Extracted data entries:
● ● ●

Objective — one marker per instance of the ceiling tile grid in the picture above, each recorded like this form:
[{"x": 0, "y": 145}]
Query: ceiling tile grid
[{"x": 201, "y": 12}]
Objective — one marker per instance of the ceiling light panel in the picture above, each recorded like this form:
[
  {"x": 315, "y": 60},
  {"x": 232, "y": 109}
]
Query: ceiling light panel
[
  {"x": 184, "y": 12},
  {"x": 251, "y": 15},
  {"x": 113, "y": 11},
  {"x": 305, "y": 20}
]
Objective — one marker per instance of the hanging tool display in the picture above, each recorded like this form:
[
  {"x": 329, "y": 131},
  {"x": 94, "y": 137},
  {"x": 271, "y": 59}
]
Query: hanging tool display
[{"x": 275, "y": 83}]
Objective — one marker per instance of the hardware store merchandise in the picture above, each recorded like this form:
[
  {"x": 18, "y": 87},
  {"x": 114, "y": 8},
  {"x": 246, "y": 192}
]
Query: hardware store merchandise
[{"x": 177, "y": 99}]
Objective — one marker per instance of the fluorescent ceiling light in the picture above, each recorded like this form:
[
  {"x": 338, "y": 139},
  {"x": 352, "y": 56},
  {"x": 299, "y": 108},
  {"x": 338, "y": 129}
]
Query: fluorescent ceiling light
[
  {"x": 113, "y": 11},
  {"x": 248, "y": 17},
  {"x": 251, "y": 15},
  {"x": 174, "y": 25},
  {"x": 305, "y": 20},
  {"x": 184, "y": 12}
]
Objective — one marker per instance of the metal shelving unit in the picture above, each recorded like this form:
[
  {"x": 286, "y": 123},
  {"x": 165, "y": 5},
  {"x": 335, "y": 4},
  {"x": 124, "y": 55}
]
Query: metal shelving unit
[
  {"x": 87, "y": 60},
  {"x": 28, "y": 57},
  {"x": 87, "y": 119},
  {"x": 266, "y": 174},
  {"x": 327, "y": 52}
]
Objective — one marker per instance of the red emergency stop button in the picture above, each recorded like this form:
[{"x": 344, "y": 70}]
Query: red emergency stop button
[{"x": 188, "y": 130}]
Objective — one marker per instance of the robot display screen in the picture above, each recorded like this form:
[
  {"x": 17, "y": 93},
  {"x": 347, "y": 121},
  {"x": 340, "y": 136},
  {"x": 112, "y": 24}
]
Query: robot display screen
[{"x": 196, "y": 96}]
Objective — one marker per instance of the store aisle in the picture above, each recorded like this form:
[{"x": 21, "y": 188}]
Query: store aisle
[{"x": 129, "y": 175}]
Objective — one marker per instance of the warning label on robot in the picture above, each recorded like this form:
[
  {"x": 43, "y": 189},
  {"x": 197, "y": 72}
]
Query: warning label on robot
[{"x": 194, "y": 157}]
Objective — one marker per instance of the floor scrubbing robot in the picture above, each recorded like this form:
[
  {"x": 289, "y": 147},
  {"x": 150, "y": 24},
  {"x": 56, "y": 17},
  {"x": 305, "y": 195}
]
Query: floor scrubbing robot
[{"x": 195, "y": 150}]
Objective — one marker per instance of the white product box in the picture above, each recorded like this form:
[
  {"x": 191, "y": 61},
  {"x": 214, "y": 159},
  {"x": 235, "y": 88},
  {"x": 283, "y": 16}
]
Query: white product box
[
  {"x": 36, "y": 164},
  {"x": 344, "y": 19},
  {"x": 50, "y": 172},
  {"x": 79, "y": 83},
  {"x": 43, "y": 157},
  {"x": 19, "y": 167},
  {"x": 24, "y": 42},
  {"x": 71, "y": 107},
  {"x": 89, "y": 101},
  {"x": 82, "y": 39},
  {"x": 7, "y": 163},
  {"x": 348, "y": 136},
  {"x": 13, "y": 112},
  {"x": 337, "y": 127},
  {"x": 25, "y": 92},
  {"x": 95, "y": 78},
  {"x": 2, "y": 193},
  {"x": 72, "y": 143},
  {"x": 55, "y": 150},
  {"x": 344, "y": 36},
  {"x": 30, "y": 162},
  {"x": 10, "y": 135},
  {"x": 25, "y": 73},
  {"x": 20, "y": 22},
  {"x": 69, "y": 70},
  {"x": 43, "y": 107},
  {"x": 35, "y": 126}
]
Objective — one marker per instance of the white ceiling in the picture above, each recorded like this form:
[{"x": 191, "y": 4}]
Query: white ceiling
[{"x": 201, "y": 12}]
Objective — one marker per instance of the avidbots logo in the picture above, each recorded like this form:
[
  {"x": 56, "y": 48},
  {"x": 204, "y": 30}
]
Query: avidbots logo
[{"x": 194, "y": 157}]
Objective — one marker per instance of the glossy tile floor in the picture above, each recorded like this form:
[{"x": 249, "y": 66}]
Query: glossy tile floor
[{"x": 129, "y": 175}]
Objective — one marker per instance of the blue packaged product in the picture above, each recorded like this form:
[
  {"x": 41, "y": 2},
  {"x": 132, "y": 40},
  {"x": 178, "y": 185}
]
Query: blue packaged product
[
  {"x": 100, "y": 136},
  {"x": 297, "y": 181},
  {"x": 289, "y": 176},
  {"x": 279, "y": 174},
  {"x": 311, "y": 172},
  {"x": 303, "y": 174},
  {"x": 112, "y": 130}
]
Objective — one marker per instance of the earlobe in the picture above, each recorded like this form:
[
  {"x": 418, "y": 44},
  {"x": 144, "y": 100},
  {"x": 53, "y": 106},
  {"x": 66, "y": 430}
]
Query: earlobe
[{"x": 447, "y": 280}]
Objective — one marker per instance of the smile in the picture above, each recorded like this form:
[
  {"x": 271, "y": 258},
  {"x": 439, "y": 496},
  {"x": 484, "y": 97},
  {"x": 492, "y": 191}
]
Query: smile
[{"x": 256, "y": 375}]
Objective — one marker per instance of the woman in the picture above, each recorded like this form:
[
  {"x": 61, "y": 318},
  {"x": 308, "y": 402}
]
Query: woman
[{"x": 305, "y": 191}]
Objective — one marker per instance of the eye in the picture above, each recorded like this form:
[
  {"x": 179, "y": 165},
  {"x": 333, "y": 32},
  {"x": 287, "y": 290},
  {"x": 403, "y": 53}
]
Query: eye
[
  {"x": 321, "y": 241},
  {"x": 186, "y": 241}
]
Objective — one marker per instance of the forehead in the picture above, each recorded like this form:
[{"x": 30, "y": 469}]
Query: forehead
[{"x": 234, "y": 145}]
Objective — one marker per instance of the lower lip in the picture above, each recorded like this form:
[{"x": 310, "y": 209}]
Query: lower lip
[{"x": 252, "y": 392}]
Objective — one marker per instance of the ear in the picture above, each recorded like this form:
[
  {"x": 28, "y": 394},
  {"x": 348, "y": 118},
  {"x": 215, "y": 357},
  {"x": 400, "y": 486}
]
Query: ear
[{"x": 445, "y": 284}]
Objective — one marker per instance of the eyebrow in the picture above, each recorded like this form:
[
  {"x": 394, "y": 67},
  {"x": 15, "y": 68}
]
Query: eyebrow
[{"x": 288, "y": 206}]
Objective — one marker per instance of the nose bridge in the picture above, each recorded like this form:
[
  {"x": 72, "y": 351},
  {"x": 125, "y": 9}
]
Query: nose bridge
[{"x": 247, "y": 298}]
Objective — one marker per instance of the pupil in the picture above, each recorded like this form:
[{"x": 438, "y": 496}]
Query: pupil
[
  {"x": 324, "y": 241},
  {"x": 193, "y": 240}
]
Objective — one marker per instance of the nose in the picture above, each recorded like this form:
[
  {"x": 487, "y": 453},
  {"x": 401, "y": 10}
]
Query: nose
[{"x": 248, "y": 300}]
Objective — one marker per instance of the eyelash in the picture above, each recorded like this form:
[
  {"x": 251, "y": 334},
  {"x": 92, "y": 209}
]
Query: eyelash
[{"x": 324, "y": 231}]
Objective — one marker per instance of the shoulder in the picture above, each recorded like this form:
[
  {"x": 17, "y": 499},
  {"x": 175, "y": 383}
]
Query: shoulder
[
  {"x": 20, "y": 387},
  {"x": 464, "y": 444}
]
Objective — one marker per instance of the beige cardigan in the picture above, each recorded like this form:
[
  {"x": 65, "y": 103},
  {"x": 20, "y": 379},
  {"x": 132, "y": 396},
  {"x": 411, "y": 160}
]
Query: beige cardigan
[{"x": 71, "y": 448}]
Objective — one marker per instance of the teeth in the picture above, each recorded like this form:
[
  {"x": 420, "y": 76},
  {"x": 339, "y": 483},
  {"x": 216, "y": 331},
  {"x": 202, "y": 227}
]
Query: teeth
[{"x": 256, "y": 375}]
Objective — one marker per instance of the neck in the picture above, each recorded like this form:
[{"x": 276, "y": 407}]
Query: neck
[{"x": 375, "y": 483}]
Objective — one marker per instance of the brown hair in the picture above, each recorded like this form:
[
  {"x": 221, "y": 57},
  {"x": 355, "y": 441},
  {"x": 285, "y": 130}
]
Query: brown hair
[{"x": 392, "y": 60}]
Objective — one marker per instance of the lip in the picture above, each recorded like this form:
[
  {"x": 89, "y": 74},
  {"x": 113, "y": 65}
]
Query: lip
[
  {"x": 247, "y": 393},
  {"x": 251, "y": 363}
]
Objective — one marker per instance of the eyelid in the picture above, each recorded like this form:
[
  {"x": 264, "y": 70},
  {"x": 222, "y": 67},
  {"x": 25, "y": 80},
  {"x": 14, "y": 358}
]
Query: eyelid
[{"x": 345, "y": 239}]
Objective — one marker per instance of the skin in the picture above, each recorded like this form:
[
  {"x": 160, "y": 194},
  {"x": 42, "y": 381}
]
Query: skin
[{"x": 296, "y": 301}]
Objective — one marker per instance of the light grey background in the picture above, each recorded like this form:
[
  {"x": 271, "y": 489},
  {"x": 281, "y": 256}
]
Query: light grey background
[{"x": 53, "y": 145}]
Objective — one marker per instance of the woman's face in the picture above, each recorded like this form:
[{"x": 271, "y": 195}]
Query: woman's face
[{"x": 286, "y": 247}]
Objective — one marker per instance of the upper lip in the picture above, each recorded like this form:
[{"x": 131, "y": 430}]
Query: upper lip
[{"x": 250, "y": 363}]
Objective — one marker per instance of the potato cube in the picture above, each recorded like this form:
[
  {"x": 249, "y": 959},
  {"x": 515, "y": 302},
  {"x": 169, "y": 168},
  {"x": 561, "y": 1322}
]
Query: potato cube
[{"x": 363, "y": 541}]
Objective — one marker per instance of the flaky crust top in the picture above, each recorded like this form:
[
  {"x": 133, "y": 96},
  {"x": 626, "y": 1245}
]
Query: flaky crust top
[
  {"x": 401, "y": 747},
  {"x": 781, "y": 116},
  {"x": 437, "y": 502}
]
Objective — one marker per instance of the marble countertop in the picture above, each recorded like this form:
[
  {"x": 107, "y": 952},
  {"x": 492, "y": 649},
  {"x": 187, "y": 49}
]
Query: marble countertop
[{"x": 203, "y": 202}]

● ● ●

◆ Prompt
The answer should contain only the lines from the first line of the entries through the line holding "Objective — one marker per instance of the red", each exactly as written.

◆ Task output
Objective — one marker per instance of the ceiling tile grid in the picture above, each recorded like this form:
[{"x": 0, "y": 145}]
Query: ceiling tile grid
[{"x": 201, "y": 12}]
Objective — one marker per instance of the ceiling light panel in the picture above, each recorded like this form:
[
  {"x": 315, "y": 60},
  {"x": 232, "y": 109}
]
Query: ceiling light panel
[
  {"x": 184, "y": 12},
  {"x": 251, "y": 15},
  {"x": 113, "y": 11},
  {"x": 305, "y": 20}
]
Objective — one marker per instance of the hanging tool display in the picture above, each recorded like this form:
[
  {"x": 329, "y": 131},
  {"x": 94, "y": 137},
  {"x": 271, "y": 59}
]
Query: hanging tool display
[{"x": 275, "y": 83}]
Objective — one marker per instance of the hardware store merchandise in the picture above, each recorded like this form:
[
  {"x": 18, "y": 87},
  {"x": 114, "y": 8},
  {"x": 246, "y": 192}
]
Query: hardware store merchandise
[{"x": 177, "y": 99}]
Objective — one marker per instance of the fluorescent ceiling light in the picture above, each recorded like this form:
[
  {"x": 338, "y": 139},
  {"x": 352, "y": 56},
  {"x": 299, "y": 108},
  {"x": 338, "y": 129}
]
Query: fluorescent ceiling light
[
  {"x": 113, "y": 11},
  {"x": 248, "y": 17},
  {"x": 251, "y": 15},
  {"x": 174, "y": 25},
  {"x": 305, "y": 20},
  {"x": 184, "y": 12}
]
Objective — one marker per instance of the metal shelving unit in the picture above, each recorded like this form:
[
  {"x": 286, "y": 123},
  {"x": 165, "y": 5},
  {"x": 335, "y": 4},
  {"x": 124, "y": 55}
]
Query: metal shelving unit
[
  {"x": 87, "y": 60},
  {"x": 28, "y": 57},
  {"x": 87, "y": 119},
  {"x": 266, "y": 174},
  {"x": 327, "y": 52}
]
Objective — one marker per instance of the red emergency stop button in the picture above, each recorded like this form:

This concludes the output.